→ **WHAT TO DO**:
Write out all of the following material word for word, reproducing every line without any change.

→ **DATA**:
============================================================

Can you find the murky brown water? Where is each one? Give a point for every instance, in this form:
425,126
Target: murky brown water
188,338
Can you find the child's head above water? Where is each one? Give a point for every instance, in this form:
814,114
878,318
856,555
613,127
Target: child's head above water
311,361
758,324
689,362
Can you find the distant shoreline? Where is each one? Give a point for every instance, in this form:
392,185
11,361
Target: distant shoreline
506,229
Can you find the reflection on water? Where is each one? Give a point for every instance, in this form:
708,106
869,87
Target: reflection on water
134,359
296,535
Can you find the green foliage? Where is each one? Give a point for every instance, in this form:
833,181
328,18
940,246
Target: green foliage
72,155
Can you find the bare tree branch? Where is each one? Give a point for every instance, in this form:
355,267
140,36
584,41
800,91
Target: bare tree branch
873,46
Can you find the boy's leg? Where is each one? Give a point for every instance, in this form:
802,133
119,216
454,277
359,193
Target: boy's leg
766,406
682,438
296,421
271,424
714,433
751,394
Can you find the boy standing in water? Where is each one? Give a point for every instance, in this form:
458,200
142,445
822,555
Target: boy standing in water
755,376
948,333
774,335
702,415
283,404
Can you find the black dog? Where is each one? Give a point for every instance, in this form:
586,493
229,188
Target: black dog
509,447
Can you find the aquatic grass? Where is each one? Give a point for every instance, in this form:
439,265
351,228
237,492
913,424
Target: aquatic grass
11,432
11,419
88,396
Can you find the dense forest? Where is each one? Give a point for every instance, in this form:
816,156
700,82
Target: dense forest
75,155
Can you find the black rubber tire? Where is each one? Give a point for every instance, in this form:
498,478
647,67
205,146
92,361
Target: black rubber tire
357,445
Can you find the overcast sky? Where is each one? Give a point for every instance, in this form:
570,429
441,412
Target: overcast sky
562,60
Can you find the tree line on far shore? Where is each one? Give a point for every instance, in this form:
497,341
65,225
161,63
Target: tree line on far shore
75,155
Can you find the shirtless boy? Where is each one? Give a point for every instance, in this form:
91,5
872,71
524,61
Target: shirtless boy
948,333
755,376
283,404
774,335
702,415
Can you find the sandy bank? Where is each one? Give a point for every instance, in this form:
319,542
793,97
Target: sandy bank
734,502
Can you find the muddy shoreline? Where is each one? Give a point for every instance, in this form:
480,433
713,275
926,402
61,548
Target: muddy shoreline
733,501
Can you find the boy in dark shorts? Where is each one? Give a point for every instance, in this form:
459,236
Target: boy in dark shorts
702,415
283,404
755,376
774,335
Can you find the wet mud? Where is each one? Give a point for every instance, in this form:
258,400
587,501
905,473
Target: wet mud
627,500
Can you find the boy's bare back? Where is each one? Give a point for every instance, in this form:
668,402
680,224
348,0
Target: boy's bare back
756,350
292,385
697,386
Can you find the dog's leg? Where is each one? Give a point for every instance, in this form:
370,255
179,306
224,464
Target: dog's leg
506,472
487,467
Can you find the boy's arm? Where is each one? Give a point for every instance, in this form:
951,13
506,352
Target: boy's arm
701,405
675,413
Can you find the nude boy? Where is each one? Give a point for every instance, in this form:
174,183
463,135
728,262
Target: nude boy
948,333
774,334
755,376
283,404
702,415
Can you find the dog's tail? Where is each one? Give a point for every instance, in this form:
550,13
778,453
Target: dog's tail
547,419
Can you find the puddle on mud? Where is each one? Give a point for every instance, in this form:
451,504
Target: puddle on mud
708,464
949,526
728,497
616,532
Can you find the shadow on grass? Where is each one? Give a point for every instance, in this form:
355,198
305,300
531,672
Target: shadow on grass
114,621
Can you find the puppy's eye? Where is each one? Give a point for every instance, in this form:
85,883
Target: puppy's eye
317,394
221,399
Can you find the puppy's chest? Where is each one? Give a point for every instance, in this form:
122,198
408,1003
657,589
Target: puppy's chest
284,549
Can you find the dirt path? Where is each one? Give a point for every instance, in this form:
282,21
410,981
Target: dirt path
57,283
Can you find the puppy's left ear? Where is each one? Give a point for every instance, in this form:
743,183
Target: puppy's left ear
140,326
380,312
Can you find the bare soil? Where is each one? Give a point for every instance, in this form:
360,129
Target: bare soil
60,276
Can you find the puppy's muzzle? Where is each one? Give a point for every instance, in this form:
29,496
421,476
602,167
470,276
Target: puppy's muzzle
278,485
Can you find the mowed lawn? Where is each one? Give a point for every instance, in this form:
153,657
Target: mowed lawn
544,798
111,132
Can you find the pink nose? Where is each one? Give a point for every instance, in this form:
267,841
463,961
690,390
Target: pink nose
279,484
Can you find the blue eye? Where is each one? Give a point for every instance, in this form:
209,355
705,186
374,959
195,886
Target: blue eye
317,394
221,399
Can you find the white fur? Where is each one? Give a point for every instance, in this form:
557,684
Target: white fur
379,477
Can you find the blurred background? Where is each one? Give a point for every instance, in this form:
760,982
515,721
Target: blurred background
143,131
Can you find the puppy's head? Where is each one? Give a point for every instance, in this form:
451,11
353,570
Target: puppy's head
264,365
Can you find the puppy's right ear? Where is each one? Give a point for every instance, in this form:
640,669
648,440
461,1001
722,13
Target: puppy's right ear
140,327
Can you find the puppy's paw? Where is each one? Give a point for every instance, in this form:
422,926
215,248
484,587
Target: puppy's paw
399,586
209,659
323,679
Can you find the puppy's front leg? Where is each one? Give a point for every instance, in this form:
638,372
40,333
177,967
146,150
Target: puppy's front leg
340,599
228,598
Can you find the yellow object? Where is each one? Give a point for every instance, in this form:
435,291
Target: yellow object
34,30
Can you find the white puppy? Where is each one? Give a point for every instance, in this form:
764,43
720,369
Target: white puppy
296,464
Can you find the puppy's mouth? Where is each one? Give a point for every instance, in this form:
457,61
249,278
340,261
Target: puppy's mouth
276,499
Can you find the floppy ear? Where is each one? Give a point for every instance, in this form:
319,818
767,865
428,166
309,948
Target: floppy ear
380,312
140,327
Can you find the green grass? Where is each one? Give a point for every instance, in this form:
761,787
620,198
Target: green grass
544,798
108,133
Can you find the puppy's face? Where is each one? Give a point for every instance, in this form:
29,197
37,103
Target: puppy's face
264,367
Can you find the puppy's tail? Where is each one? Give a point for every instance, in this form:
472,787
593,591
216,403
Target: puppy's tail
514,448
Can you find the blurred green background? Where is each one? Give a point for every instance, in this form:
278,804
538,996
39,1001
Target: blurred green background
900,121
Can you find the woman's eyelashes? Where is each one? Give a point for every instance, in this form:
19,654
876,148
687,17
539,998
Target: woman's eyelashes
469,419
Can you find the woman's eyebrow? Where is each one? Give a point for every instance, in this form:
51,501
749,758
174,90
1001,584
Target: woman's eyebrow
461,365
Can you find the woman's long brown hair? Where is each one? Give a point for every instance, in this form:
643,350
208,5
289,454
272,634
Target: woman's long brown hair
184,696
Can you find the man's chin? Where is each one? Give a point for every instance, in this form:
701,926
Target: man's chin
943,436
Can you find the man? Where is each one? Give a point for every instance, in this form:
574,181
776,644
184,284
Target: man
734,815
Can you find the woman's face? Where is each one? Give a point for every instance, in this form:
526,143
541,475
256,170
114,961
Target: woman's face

============================================================

→ **COMPLETE ANSWER**:
Can you find the murky brown water? Where is each one? Give a point for every instance, in this form:
425,126
Target: murky brown water
188,338
Can you find the child's head above water? Where is each one? Give a point for every instance, in this form:
814,114
878,318
856,555
613,127
Target: child's head above water
311,361
758,324
689,362
Can you find the distant shoreline? Where is each one? Give a point for every instance, in this form:
392,185
11,361
Target: distant shoreline
506,229
Can you find the reflection on water? Where is each one? Give a point for every instance, in this form:
708,106
869,87
Target: reflection on water
134,359
296,535
Can you find the green foliage? Where is each one? Give a point for every instance, in this form:
833,181
328,18
940,246
Target: green foliage
72,155
Can you find the bare tree branch? Where is each one? Give a point for every instance, in this form:
355,267
140,36
584,41
800,91
Target: bare tree branch
873,46
Can you find the boy's leg? Where is each one? Give a point for every instance, in this form:
802,133
119,216
454,277
359,193
Target: boy's leg
766,406
682,438
296,421
271,424
714,433
751,394
Can you find the boy standing in water? Where is each one? Give a point for every instance, in this form:
458,200
142,445
822,555
Target: boy standing in water
755,376
948,333
774,335
702,415
283,404
Can you find the black dog? Where is each one? Give a point for every instance, in this form:
586,493
229,188
Target: black dog
509,447
Can you find the aquatic grass? Where is each one? Give a point for every instance, in this form:
439,265
351,228
237,492
913,424
Target: aquatic grass
11,432
11,419
88,396
Can you find the dense forest? Where is each one? Give a point for every instance, in this form:
816,156
700,82
Target: dense forest
75,155
Can you find the black rubber tire? Where is each one? Give a point for every instance, in this form:
498,478
647,67
205,146
92,361
Target: black rubber tire
357,445
Can you find the overcast sky? Where is each one? Give a point for every instance, in this form:
570,429
441,412
Target: overcast sky
562,60
Can you find the tree line on far shore? Where is each one? Give a point for every instance, in this form:
497,341
65,225
161,63
Target: tree line on far shore
75,155
Can you find the shirtless boy? Where is each one? Give a point for every instance, in this form:
91,5
872,71
524,61
Target: shirtless boy
948,333
755,376
283,404
774,335
702,415
Can you find the sandy bank? Where is each one? Give a point for every instance, in this form:
319,542
793,97
Target: sandy bank
734,502
Can you find the muddy shoreline? Where is each one? Give a point for every instance, in this form:
480,433
713,275
926,402
61,548
Target: muddy shoreline
733,501
Can you find the boy in dark shorts? Where is each one? Give a point for every instance, in this form:
459,236
Target: boy in dark shorts
702,415
283,404
755,376
774,335
Can you find the wet mud? Where is each one? Give a point for every instance, in this form:
258,400
587,501
905,473
Target: wet mud
627,500
Can you find the boy's bare back? Where is each one? Give a point for every instance, in this form:
668,402
680,224
348,0
Target: boy's bare back
756,350
292,385
697,386
Can you find the dog's leg? Where is each one? Give a point for every instance, in this form:
370,255
179,306
224,464
Target: dog's leg
506,472
487,467
Can you find the boy's arm? Where is each one? Give a point for every instance, in this form:
951,13
506,352
Target: boy's arm
701,405
675,413
Can you find the nude boy? Where is each one? Give a point for every instance, in this form:
174,183
463,135
728,262
Target: nude boy
948,333
774,334
755,376
283,404
702,415
Can you find the dog's tail? Where is each one? Give a point for every instance, in this form:
550,13
778,453
Target: dog's tail
547,419
Can you find the puddle on mud? Where is each one? Give a point for every instance, in this form:
451,504
Target: puddle on mud
708,464
949,526
728,497
616,532
Can you find the shadow on grass? Where is each one? Give a point for every instance, in this form:
355,198
305,300
531,672
Target: shadow on grass
114,621
Can you find the puppy's eye? Where is each one? Give a point for every instance, in this form:
85,883
Target: puppy's eye
317,394
221,399
Can you find the puppy's chest? Where is each one? Give a point for every instance, in this form:
122,198
408,1003
657,589
Target: puppy's chest
284,549
Can you find the dirt path? Where is each one? Give a point for every instance, in this form:
282,21
410,981
Target: dirt path
57,283
Can you find the puppy's left ear? Where is each one? Give a point for every instance, in this form:
743,183
Target: puppy's left ear
140,326
380,312
Can you find the bare soil? Where is each one? Give a point for every instance, in this form:
360,129
Target: bare soil
60,276
Can you find the puppy's muzzle? Where is each one? Give a point for every instance, in this form:
29,496
421,476
602,167
470,276
Target: puppy's muzzle
278,485
Can you find the mowed lawn? Where is each one? Give a point for every instance, in this form:
153,657
Target: mowed lawn
544,798
111,132
Can you find the pink nose? Where is each one? Give a point for every instance, in this form:
267,841
463,961
690,390
Target: pink nose
279,484
Can you find the blue eye? Where is each one? Give a point for every instance, in this form:
209,355
705,186
374,959
195,886
Target: blue eye
317,394
221,399
Can you find the white fur? Where is each one? Give a point for every instance, in this form:
557,684
Target: white fur
379,477
Can you find the blurred background? Where is each one? Give a point for every instance, in this form:
760,982
515,721
Target: blurred background
143,131
Can you find the puppy's head? Where is each one? Give a point for every instance, in this form:
451,11
353,570
Target: puppy's head
264,365
Can you find the puppy's right ear? Where is each one? Give a point for every instance, in this form:
640,669
648,440
461,1001
722,13
Target: puppy's right ear
140,327
Can you find the puppy's paw? Where is each one? Give a point for every instance, in this form:
422,926
215,248
484,587
Target: puppy's paw
399,586
209,659
323,679
Can you find the puppy's front leg? Where is each one? Give a point for every instance, in this form:
638,372
40,333
177,967
146,150
Target: puppy's front leg
340,599
228,598
Can you find the yellow object? Where is each one? Give a point for every instance, in this form:
435,291
Target: yellow object
34,30
Can you find the white puppy? Where is each one? Give a point for every instance, in this form:
764,43
720,369
Target: white puppy
296,464
Can you find the puppy's mouth? Where is each one? Give a point for every instance, in this form:
457,61
249,278
340,261
Target: puppy's mouth
276,499
Can you find the floppy ear? Where is each one? Give a point for every instance, in this form:
319,818
767,865
428,166
309,948
Target: floppy ear
380,312
140,327
Can you find the green grass? Where is each one? Give a point for every instance, in this form:
761,787
620,198
Target: green grass
544,798
108,133
Can you find the puppy's face? Where is each one? Give a point for every instance, in this form:
29,197
37,103
Target: puppy's face
264,367
Can you find the puppy's tail? Where is each one? Give a point for every instance, in this form:
472,787
593,591
216,403
Target: puppy's tail
514,448
Can you find the blurred green background? Where is each one? Give a point for every instance, in this form:
278,804
538,996
39,1001
Target: blurred green background
900,121
Can you find the woman's eyelashes? Where is each one? Give a point for every instance, in this form:
19,654
876,148
687,17
539,998
Target: woman's eyelashes
469,419
Can you find the woman's eyebrow? Where is each one? Give a point for every instance, in this form:
51,501
749,758
174,90
1001,584
Target: woman's eyebrow
461,365
Can you find the woman's long brown hair? Where is each one? Give a point for every instance, in this form:
643,350
208,5
289,454
272,634
Target: woman's long brown hair
184,696
Can you find the man's chin? Where is each one? Give a point for every instance, in this form:
701,926
Target: man's chin
943,436
Can you find the man? Where is each one? Give a point for every instance, in this form:
574,181
776,644
184,284
Target: man
734,815
Can you find the woman's face? Where is each one? Give a point for every instance, in this form:
526,143
541,475
256,170
114,961
Target: woman's face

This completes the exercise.